##### Texto del ejercicio #####
No es sencillo encontrar fundamentos detrás de los movimientos en la tasa de actividad, pero no necesariamente un aumento es un síntoma negativo. Ello puede reflejar una combinación de: i) personas desalentadas que ahora ven más probable conseguir un empleo (porque las condiciones mejoraron) y comienzan a buscarlo; ii) un aumento en la demanda de empleo porque el costo de oportunidad de no trabajar es, en el margen, mayor ante un aumento del salario real (+2,7% en el último año). Lo opuesto también es válido, caídas en la tasa de actividad suelen ocurrir en períodos de mal desempeño del empleo (2015-19 y 2020-21). No parece probable que el aumento en el número de personas que buscan empleo se deba a un deterioro en los ingresos de los hogares, que en términos reales aumentaron un 1,1% en el primer trimestre.
Superado en gran medida el impacto negativo generado por la pandemia, el desafío del mercado laboral continúa siendo la baja productividad —y por tanto el salario— de buena parte de la fuerza laboral. Si se excluye al 25% de los hogares de mayores ingresos, solamente una de cada seis personas contaba con estudios terciarios o técnicos en 2019. Según el Instituto Cuesta Duarte, el 35% de los trabajadores con salario más bajo no alcanzaba los $25.000 y un 23% tenía salarios entre $25.000 y $35.000. En el corto plazo podrá haber factores (cíclicos) que impulsen al alza el salario real, pero en el mediano plazo no hay atajos. No es posible aumentar el salario real de forma significativa si ello no viene acompañado de aumentos en la productividad.
En este contexto, ha resurgido el debate en torno a la reducción de la jornada laboral. Ello se apoya —razonablemente— en que una carga horaria inferior podría generar mejoras en el bienestar de los trabajadores, y con ello en su productividad. Consecuentemente, aparece la discusión sobre si la reducción de la jornada debe ser acompañada por una reducción equivalente del salario o si éste debe mantenerse incambiado (lo que configuraría un aumento del salario por hora).
Para responder lo anterior es necesario contar con estimaciones robustas de la productividad en los diferentes sectores de la economía, algo que hoy no existe. Si un aumento del salario por hora no es acompañado por un incremento de la productividad de igual magnitud, dicho aumento terminará reflejado en los precios (si es posible trasladar el costo) o en una afectación de la actividad del sector (por ejemplo, si no es posible trasladar costos porque se compite con el resto del mundo). Adicionalmente, si el potencial aumento de la productividad no logra compensar la reducción de la jornada, ello supone reducir la oferta laboral y por tanto el PIB.
#####
* _Trabajo a realizar_:
[1] Según el texto sobre el mercado laboral, ¿cuánto aumentaron en términos reales los ingresos de los hogares en el primer trimestre?
[2] Sigue escribiendo el texto sobre el mercado laboral a partir de su última oración.
Las líneas de datos no hacen falta para nada de lo que aquí se pide.
##### Datos a continuación #####
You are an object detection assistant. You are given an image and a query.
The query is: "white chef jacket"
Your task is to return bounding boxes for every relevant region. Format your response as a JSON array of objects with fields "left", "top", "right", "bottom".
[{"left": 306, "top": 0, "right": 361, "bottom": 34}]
#####
* _Respuestas a continuación_:
[1] Aumentaron un 1,1%.

[2]
Pero incluso, asumiendo que ante una reducción de la jornada laboral del 10% es posible alcanzar una mejora en la productividad del 11,1% (que permitiría no reducir el salario original) ello requiere que esa persona no opte por trabajar más horas (en un segundo empleo) en busca de un ingreso mayor. De ocurrir, la “ganancia” de productividad generada por la mejora en el bienestar no ocurriría. En un mercado en donde 6 de cada 10 trabajadores cobran menos de $35.000, es posible que, ante una reducción en la carga horaria, buena parte de ellos opte por trabajar más horas para complementar su ingreso principal.
Un primer paso, en sectores en donde sea posible desarrollar estimaciones de la productividad que hoy no existen y así avanzar en la reducción de la jornada laboral sin generar distorsiones negativas, podría ser el de promover acuerdos de tipo flexible entre trabajadores y empresas para que éstos reduzcan o redistribuyan su carga horaria si lo desean. Esto es algo que hoy sucede (en sectores en donde la productividad es más alta), pero la legislación no lo permite. La potestad de realizarlos debería quedar en manos de acuerdos entre trabajadores y empresas, y no impuestos a todas las ramas por la negociación colectiva, corriendo el riesgo de no contemplar las heterogeneidades a la interna de los sectores.